REQUIRED TASK
Count the lines in the records below that contain the string "fence", and reply with only that number.

[Dataset rows on where objects appear]
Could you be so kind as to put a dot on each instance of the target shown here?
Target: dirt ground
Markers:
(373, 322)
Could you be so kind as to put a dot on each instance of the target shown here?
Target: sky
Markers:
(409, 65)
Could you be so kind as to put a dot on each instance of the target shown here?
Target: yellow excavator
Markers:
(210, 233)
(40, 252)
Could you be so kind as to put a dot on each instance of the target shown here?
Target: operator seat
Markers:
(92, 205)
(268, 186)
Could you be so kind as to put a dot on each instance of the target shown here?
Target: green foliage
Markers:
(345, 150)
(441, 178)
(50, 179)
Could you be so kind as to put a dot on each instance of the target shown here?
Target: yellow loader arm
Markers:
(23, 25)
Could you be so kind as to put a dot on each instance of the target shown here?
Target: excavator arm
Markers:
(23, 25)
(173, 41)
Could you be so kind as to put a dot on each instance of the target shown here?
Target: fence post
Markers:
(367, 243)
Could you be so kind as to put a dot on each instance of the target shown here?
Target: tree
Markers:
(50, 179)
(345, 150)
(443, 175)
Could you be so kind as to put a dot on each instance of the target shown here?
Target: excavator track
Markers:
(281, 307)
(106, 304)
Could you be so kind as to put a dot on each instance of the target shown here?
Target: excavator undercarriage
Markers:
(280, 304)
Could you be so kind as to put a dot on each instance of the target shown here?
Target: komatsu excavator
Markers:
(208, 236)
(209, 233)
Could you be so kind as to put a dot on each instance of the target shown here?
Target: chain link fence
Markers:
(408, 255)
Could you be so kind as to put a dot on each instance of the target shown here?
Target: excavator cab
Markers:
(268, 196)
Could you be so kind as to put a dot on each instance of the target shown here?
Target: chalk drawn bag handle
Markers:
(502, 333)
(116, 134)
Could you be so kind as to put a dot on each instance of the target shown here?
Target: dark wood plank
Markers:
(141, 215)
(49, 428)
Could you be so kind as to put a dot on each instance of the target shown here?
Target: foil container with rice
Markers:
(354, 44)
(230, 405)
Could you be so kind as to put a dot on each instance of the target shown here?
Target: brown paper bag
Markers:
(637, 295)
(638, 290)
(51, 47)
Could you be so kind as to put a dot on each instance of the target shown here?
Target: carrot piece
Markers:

THE OUTPUT
2